Transcribe the records in full, keeping every character as it is.
── ENTRIES PROVIDED
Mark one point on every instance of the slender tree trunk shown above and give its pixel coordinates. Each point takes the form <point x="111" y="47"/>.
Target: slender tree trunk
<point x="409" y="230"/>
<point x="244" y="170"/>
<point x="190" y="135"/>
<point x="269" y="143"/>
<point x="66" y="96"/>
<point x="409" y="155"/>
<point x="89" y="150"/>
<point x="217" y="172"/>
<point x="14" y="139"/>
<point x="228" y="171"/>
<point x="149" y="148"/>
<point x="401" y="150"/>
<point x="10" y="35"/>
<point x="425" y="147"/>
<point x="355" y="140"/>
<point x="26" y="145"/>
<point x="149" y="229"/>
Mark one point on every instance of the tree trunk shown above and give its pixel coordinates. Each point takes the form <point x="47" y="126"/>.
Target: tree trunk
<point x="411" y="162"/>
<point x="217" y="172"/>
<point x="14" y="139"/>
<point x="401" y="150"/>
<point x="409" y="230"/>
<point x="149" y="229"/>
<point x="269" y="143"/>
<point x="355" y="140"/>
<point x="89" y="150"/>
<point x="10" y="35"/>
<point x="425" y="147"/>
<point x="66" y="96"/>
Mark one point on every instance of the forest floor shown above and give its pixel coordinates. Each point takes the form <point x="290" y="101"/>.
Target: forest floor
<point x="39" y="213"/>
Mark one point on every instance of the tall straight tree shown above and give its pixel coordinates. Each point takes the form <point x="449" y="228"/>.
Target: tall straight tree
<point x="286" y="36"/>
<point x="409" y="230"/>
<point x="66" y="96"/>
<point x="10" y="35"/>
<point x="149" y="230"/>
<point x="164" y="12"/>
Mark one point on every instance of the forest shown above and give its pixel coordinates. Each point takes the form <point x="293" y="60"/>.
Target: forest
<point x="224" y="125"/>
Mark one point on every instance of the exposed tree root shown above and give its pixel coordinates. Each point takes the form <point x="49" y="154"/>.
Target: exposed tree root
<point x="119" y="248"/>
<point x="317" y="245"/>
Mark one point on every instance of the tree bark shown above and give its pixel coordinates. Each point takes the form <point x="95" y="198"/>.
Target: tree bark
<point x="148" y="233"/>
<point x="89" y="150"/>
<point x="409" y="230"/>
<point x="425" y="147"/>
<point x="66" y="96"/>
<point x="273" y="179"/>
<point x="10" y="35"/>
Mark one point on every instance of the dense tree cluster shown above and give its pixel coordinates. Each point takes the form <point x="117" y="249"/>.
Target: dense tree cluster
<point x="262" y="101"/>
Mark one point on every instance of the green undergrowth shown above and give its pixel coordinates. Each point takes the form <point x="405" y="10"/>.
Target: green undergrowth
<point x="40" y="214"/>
────
→ **RESULT**
Mark one point on every instance of the slender tree trunk shown above and give its pixel coordinates. Each point takes the form <point x="111" y="47"/>.
Target: slender tree trunk
<point x="409" y="230"/>
<point x="244" y="170"/>
<point x="190" y="135"/>
<point x="269" y="143"/>
<point x="66" y="96"/>
<point x="409" y="155"/>
<point x="89" y="150"/>
<point x="217" y="172"/>
<point x="14" y="139"/>
<point x="228" y="171"/>
<point x="149" y="148"/>
<point x="401" y="150"/>
<point x="10" y="35"/>
<point x="425" y="147"/>
<point x="355" y="140"/>
<point x="26" y="145"/>
<point x="149" y="229"/>
Mark one point on every instance of the tree trunk shown above and give its pixel coordinates. Each point takes the form <point x="47" y="126"/>.
Target: tree trunk
<point x="411" y="162"/>
<point x="217" y="172"/>
<point x="14" y="139"/>
<point x="401" y="150"/>
<point x="409" y="230"/>
<point x="149" y="229"/>
<point x="269" y="143"/>
<point x="355" y="140"/>
<point x="89" y="150"/>
<point x="10" y="35"/>
<point x="425" y="147"/>
<point x="66" y="96"/>
Mark one point on every instance of the forest floor shown above and give its pixel coordinates. Each point takes the form <point x="290" y="101"/>.
Target: forest floor
<point x="39" y="213"/>
Mark one point on every instance of the tall straight tree shown above and give its pixel coordinates. Each point takes the form <point x="449" y="228"/>.
Target: tall straight tree
<point x="286" y="36"/>
<point x="409" y="230"/>
<point x="66" y="96"/>
<point x="10" y="35"/>
<point x="149" y="230"/>
<point x="164" y="12"/>
Mark one point on every instance of the forest shown above and give its pixel coordinates. Each point takes the form <point x="293" y="60"/>.
Target: forest
<point x="224" y="125"/>
Mark one point on every instance of the exposed tree root shown above and give its pixel coordinates. Each point takes the form <point x="49" y="154"/>.
Target: exposed tree root
<point x="119" y="248"/>
<point x="317" y="245"/>
Mark one point on every instance of the tree bark shown above and give its pixel coordinates. Each point takes the form <point x="95" y="198"/>.
Target: tree bark
<point x="148" y="233"/>
<point x="89" y="150"/>
<point x="409" y="230"/>
<point x="425" y="147"/>
<point x="66" y="96"/>
<point x="273" y="179"/>
<point x="10" y="35"/>
Mark one point on every instance of the dense tree cluster shown above and give its pixel coordinates. Each point takes the form <point x="117" y="249"/>.
Target: dense tree cluster
<point x="262" y="101"/>
Mark one point on every instance of the green undergrowth shown above and give its pixel coordinates. Each point takes the form <point x="405" y="10"/>.
Target: green undergrowth
<point x="40" y="214"/>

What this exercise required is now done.